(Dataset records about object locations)
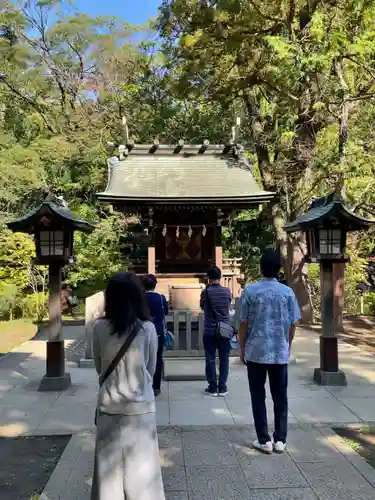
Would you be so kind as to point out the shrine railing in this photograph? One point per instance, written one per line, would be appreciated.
(186, 326)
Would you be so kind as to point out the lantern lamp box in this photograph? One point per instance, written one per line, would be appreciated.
(326, 225)
(53, 227)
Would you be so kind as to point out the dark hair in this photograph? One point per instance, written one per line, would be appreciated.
(270, 263)
(214, 273)
(149, 282)
(125, 302)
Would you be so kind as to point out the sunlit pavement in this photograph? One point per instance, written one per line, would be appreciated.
(205, 442)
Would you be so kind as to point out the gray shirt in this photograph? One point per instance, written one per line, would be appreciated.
(128, 390)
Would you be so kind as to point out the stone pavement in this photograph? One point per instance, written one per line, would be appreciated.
(204, 441)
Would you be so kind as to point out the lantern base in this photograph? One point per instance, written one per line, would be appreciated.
(324, 378)
(55, 383)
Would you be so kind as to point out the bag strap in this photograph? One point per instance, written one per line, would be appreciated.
(211, 306)
(121, 353)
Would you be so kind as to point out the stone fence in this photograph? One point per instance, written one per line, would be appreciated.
(186, 326)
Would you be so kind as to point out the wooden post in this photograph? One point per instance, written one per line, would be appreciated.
(151, 257)
(55, 379)
(176, 330)
(188, 331)
(328, 373)
(200, 330)
(338, 291)
(218, 245)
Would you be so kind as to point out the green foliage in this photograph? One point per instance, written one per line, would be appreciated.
(98, 256)
(8, 299)
(34, 306)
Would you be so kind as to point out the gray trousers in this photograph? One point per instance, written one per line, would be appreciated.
(127, 463)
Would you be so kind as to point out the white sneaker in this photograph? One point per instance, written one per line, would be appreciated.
(279, 447)
(264, 448)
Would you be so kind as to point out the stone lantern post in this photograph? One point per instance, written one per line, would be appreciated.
(53, 228)
(326, 225)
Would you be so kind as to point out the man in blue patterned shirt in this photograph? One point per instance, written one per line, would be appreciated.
(269, 314)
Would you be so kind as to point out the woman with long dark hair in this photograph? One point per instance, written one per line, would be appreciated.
(127, 462)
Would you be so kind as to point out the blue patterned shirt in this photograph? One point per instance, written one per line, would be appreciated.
(270, 309)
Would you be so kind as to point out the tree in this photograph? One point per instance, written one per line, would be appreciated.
(298, 69)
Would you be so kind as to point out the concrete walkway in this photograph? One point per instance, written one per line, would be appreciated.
(204, 441)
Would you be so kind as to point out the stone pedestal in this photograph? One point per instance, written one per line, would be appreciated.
(55, 379)
(94, 309)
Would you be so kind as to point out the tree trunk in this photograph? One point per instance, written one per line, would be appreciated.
(291, 254)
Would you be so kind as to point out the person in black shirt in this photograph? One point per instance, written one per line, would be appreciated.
(158, 307)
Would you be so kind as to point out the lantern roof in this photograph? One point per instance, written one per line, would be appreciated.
(325, 209)
(53, 211)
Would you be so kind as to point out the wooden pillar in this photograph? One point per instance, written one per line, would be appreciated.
(338, 293)
(55, 379)
(218, 241)
(328, 373)
(151, 256)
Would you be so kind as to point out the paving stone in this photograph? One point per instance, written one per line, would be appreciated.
(311, 446)
(282, 494)
(174, 478)
(162, 413)
(337, 481)
(203, 411)
(364, 408)
(176, 495)
(331, 410)
(186, 390)
(216, 483)
(80, 418)
(243, 415)
(353, 391)
(208, 447)
(170, 447)
(269, 471)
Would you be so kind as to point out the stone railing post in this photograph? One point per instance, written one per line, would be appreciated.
(94, 309)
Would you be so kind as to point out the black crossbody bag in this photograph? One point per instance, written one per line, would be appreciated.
(116, 360)
(223, 329)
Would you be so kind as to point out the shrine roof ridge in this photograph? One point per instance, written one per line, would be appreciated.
(180, 149)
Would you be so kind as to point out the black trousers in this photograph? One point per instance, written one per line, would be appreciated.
(156, 384)
(278, 378)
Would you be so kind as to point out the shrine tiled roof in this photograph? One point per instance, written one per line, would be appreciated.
(183, 174)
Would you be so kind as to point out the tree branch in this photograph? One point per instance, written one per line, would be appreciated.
(31, 102)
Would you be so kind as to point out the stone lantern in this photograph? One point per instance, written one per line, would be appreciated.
(326, 225)
(53, 228)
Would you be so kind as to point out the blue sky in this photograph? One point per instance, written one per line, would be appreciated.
(132, 11)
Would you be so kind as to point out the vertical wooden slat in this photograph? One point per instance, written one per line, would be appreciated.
(188, 331)
(200, 330)
(176, 331)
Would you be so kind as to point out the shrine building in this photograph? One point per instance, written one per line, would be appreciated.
(184, 195)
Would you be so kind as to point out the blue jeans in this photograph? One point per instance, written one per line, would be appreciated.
(156, 383)
(211, 344)
(278, 377)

▶ [Stated problem]
Strip out the pictures and quote the remaining data word for word.

▶ [Response to this task]
Would you be so kind as to point out the shrine railing in this photograph? One point per instance, written one per line, would be appreciated.
(186, 326)
Would you be so kind as to point out the lantern lamp box in this photograph? One point per instance, written one per line, would be appreciated.
(326, 225)
(53, 227)
Would you be so kind as to point out the dark hair in this photograph? One point per instance, written one per line, would be appreciated.
(270, 263)
(214, 273)
(149, 282)
(125, 302)
Would you be so kind as to point out the sunlit pavement in this photograph? One point per instance, written one per line, would be appreciated.
(205, 442)
Would you be so kind as to point out the gray shirt in this photograph? One point per instance, written one per line, would be appreciated.
(128, 390)
Would you be so kind as to point out the stone pavement in this photograph? One point per instance, written one per line, would be appreciated.
(204, 441)
Would you be so kind as to point out the lantern base in this photograph? One point per instance, written one per line, would be appreciated.
(324, 378)
(55, 383)
Would you be so kind as to point out the bag strap in this photograph? One point per instance, written one per line, would be appreciated.
(211, 306)
(121, 353)
Would you be so kind as to point out the stone fence in this photograph? One point per instance, written one per line, would be appreciated.
(186, 326)
Would you be so kind as to point out the wooden post in this photograph? One point per instance, written one per line, would be appreciated.
(151, 257)
(55, 379)
(176, 330)
(188, 331)
(328, 373)
(200, 330)
(338, 291)
(218, 245)
Would you be so kind as to point out the green foliage in this photograph? One point per instance, written one per line, would be appreciated.
(98, 256)
(8, 299)
(34, 306)
Would you be so kind as to point out the gray trousers in this photograph? One point per instance, written one per line, would be appreciated.
(127, 463)
Would you be so kind as to point out the white sneaker in this photograph? One point per instance, written one per line, would be appreciated.
(279, 447)
(264, 448)
Would you be so kind as to point out the stone lantern post in this photograph? One point per instance, written one per line, would be appreciated.
(53, 228)
(326, 225)
Would you be so kind as to point out the man in blue patterned shirt in this photograph? One point per instance, written one per line, would be appreciated.
(269, 314)
Would you be so kind as to point out the woman with long dark hair in this photograph? One point per instance, written one per line, would be appreciated.
(127, 462)
Would you be so kind as to point out the blue patterned shirt in this photograph? One point per instance, written one per line, would be appreciated.
(270, 309)
Would you be so kind as to point out the tree in this photograph? One point per instance, written one per line, would be appreciated.
(298, 69)
Would you be so kind as to point out the concrete walkway in this photograph? One point per instance, written one per line, would be appreciated.
(204, 441)
Would you be so kind as to point out the stone pedestal in this photograph? One point per instance, written one per line, would be appreciated.
(55, 379)
(94, 309)
Would you be so kind as to point out the tree trunk in this photograph? One point per instance, written one per line, would be appreciated.
(291, 254)
Would you be so kind as to point out the person in black shirt in this photograph? One point per instance, written one per line, would be appreciated.
(158, 307)
Would you be so kind as to point out the lantern roof in this photograph? One point per instance, written one per line, would be appreciated.
(325, 209)
(53, 211)
Would you be so kind as to point out the wooden pillar in this photograph? One point per instance, written one per line, would be appreciated.
(338, 293)
(55, 379)
(218, 241)
(328, 373)
(151, 256)
Would you be so kind as to point out the paving stone in this photograph? One point per instance, written one per line, would be appreciated.
(311, 446)
(282, 494)
(174, 478)
(162, 413)
(337, 481)
(203, 411)
(364, 408)
(176, 495)
(331, 410)
(186, 390)
(216, 483)
(80, 418)
(243, 415)
(353, 391)
(208, 447)
(170, 447)
(269, 471)
Would you be so kind as to point out the stone railing post in this photograph? One point per instance, written one per line, would be appreciated.
(94, 309)
Would you be so kind as to point out the black crossbody bag in this photograph? One point per instance, written one per line, would be appreciated.
(116, 360)
(223, 329)
Would you be so kind as to point out the shrine roof ridge in this photograph? One point per instance, written one per line, would be appreciated.
(180, 149)
Would you be so kind as to point out the black trousers in this photograph? One point per instance, written one per line, would be appreciated.
(156, 384)
(278, 378)
Would you be so kind as to point out the shrine tiled roof in this photograph? One point per instance, written one per line, would be appreciated.
(183, 174)
Would you be so kind as to point out the tree branch in this photograph? One point per instance, written one per line, would be appreciated.
(31, 102)
Would you be so kind as to point out the stone lantern in this photograph? One point per instance, written one per line, would be appreciated.
(326, 225)
(53, 228)
Would you be so kind as to point out the blue sky in this photograph? One point per instance, written one per line, would be appreciated.
(132, 11)
Would you be so kind as to point out the vertical wooden slat in this photograph? One point per instance, written one per line, would be appreciated.
(188, 331)
(200, 330)
(176, 331)
Would you be so kind as to point out the shrine building in this photograph? One point per instance, written one per line, would be appreciated.
(184, 195)
Would you be so kind as to point out the blue jeans in this photograph? One point per instance, written one per line, would be appreciated.
(156, 383)
(211, 344)
(278, 377)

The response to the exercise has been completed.